== Extracted entries ==

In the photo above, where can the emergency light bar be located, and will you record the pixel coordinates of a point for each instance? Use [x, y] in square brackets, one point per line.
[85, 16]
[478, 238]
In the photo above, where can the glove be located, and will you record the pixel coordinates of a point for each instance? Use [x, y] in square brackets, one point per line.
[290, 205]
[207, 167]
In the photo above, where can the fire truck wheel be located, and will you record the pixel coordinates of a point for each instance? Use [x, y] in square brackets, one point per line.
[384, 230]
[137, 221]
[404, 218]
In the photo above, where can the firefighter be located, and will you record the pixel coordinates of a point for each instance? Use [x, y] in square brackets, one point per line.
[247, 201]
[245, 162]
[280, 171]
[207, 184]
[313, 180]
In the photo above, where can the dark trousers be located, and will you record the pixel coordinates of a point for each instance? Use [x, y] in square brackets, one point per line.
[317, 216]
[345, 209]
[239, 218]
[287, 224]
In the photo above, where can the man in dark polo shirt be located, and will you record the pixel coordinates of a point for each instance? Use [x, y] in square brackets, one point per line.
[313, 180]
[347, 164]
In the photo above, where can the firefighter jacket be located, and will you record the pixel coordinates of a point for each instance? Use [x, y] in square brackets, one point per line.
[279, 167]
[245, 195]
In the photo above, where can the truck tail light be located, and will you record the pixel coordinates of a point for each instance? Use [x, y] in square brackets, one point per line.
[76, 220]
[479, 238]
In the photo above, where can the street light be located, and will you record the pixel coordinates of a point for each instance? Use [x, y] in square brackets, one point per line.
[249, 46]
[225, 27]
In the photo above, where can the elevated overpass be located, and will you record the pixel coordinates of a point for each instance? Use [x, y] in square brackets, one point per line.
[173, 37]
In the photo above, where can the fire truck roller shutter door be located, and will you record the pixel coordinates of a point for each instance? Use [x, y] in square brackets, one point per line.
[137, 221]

===

Directions —
Please quote every record above exactly as it appears.

Solved problem —
In the photo above, where can the emergency light bar be located, and will you record the pixel coordinates of a point for each instance? Use [x, y] in square brackets, one point per line.
[85, 16]
[478, 238]
In the photo above, where can the glove be located, and will you record the pixel coordinates of a point for each instance? Use [x, y] in square brackets, one point per line.
[290, 205]
[207, 167]
In the photo above, where can the fire truck wheel be located, and will you record the pixel coordinates of a point for each instance? Use [x, y] in square brackets, one point per line.
[384, 230]
[137, 221]
[404, 218]
In the photo above, where can the firefighter be located, and will you record the pixel coordinates of a point for each instance? Use [x, y] in square brackets, one point per line.
[247, 201]
[245, 162]
[280, 171]
[207, 184]
[313, 180]
In the photo above, where can the dark trousers be located, and will you record the pixel coordinates of a point for each instance? Use [x, y] in square brackets, one point per line.
[317, 216]
[345, 209]
[239, 218]
[287, 224]
In the photo above, where can the man in dark polo shirt be located, and will you record the pixel coordinates of a point for each instance? Use [x, y] in square brackets, one point per line.
[313, 180]
[347, 164]
In the photo above, where can the firefighter jacket be located, and will you record the pixel coordinates of a point for each instance? Use [x, y] in square brackets, one point per line.
[279, 167]
[245, 195]
In the photo above, where can the truck tail light be located, and will you record the pixel coordinates of a point for each instance? Use [x, y] in square brackets, one point per line.
[76, 220]
[479, 238]
In the photo above, where can the street light be located, and will you record the pixel coordinates of a point for each instance? Use [x, y] in square brackets, one point per line.
[249, 46]
[225, 27]
In the photo above, where can the elevated overpass be located, and will you record the pixel coordinates of a point for each instance? Use [x, y] in square brackets, one point per line.
[173, 37]
In the photo above, where can the fire truck roller shutter door be located, and will you record the pixel coordinates of a point for each instance? Use [x, y] in square brackets, one point per line.
[137, 221]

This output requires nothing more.